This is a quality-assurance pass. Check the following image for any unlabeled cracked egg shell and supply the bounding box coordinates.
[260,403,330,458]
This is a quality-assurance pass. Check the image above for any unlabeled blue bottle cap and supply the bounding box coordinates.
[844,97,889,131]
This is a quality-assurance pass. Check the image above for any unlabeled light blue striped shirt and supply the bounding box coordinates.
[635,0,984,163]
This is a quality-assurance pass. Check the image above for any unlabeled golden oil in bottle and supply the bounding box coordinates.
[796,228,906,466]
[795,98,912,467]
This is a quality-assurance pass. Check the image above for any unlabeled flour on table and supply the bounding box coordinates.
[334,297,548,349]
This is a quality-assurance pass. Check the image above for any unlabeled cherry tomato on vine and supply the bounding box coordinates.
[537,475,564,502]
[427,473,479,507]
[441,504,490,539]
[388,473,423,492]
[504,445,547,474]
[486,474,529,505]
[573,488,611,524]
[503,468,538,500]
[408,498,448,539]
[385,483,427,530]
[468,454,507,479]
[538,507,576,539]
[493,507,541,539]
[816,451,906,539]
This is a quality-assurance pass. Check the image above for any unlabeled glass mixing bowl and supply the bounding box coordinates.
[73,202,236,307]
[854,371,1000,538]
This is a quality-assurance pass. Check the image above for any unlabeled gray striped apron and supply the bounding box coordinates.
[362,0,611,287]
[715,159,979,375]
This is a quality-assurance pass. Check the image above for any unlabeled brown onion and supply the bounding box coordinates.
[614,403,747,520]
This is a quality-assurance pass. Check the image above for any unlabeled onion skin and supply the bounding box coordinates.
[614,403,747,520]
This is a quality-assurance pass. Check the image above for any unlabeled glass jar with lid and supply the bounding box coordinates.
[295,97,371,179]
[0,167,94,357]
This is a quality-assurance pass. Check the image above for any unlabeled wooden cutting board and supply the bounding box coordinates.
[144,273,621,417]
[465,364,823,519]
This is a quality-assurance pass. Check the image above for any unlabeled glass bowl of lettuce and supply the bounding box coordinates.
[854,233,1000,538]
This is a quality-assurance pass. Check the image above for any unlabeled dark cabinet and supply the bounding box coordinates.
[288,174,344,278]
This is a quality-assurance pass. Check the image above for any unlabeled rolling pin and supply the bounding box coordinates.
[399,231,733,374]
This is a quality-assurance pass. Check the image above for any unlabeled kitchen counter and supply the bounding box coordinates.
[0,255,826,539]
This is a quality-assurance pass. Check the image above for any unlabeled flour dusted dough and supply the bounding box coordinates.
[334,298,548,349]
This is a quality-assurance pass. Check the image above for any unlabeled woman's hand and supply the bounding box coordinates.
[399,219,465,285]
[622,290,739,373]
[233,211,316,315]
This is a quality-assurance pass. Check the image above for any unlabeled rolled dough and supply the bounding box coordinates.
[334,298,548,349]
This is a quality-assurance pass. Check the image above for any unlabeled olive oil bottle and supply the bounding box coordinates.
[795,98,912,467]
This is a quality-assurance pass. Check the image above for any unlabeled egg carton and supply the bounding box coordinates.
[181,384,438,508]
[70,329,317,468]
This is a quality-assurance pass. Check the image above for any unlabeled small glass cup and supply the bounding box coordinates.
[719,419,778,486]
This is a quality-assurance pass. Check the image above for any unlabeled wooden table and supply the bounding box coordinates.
- - - -
• **WHAT IS ASKED**: Copy all of the data above, word for word and line for line, with no changes.

• **ANSWER TO THIS TASK**:
This is a quality-assurance pass. Check the following image for any unlabeled cracked egg shell and supply the bounding box coordinates.
[260,403,330,458]
This is a quality-assurance pass. Check the image above for any unlabeled blue bottle cap and supply the bounding box coordinates.
[844,97,889,131]
This is a quality-assurance pass. Check the image above for any unlabeled light blue striped shirt and supply the bounding box coordinates.
[635,0,984,163]
This is a quality-assurance pass. Check the image above for any unlabeled golden oil in bottle and supply the bounding box coordinates.
[796,228,906,466]
[795,98,912,467]
This is a quality-assurance pass. Check the image above for any unlabeled flour on table and supply the bounding box coordinates.
[334,297,548,349]
This is a quality-assurance pass. Check the image above for any unlabeled cherry tomato on vine and supply the bounding box coordinates.
[537,475,564,502]
[427,473,479,507]
[441,504,490,539]
[388,473,423,492]
[504,445,547,474]
[486,474,529,505]
[573,488,611,524]
[503,468,538,500]
[408,498,448,539]
[385,483,427,530]
[468,454,507,479]
[538,507,576,539]
[493,507,541,539]
[816,451,906,539]
This is a quality-assurance pass. Check the image above for any unlabeled glass mixing bowl and supply the bounding box coordinates.
[73,202,236,307]
[854,371,1000,538]
This is a quality-assurance pass. Check the image above for any unlabeled gray striped apron and supply the bounding box coordinates.
[362,0,611,287]
[715,159,979,375]
This is a quality-assurance pass. Check the image above for any unlabeled brown onion and supply the bounding box coordinates.
[614,403,747,520]
This is a quality-assurance pass. Check the image above for any unlabeled onion skin and supply the bounding box coordinates.
[614,403,747,520]
This is a quality-assurance pass. Check the image above for any unlabeled glass jar with lid and supply the bounding box coordinates.
[295,97,371,179]
[0,167,94,357]
This is a quality-assurance pass. Check the image above for any unlabeled wooden cutting board and supply the bounding box coordinates.
[144,273,621,417]
[465,364,823,519]
This is a quality-assurance pass. Check the image above for any unlabeled glass bowl of lettuce and supply the bounding box coordinates.
[854,233,1000,538]
This is a quality-assurance pass. Check the image above for any unlabeled dark cabinet and supply the bounding box coordinates.
[288,174,344,278]
This is a quality-assurance pass. Check the image above for any unlabeled rolling pin and supply the bounding box coordinates.
[399,231,733,374]
This is a quality-assurance pass. Check the image above for any unlabeled kitchen counter and supply the bounding box coordinates.
[0,255,826,539]
This is a quality-assurance pass. Check the image above for any unlabeled flour dusted dough and supply the bounding box coordinates.
[334,298,548,349]
This is a quality-assurance pass. Check the image above for any unlabeled woman's hand and supply the bounding box coordinates.
[399,219,465,285]
[622,290,739,373]
[233,211,316,315]
This is a quality-assurance pass. Check the image above for any unlabeled rolled dough and supply the bounding box coordinates.
[334,298,548,349]
This is a quality-assurance pass. Check the image above for any unlabeled olive oil bottle and supply the bounding box coordinates.
[795,98,912,467]
This is a quality-assurance pass. Check the image above for any unlabeled egg carton and supply the bounding box coordinates.
[181,384,438,508]
[70,329,317,468]
This is a quality-assurance pass. Check the image above for any unlabeled small glass cup and supply the bounding box coordinates.
[719,419,778,486]
This is a quality-assurance pass. Check the image above for any unlabeled wooden table and supply the bounding box coordinates.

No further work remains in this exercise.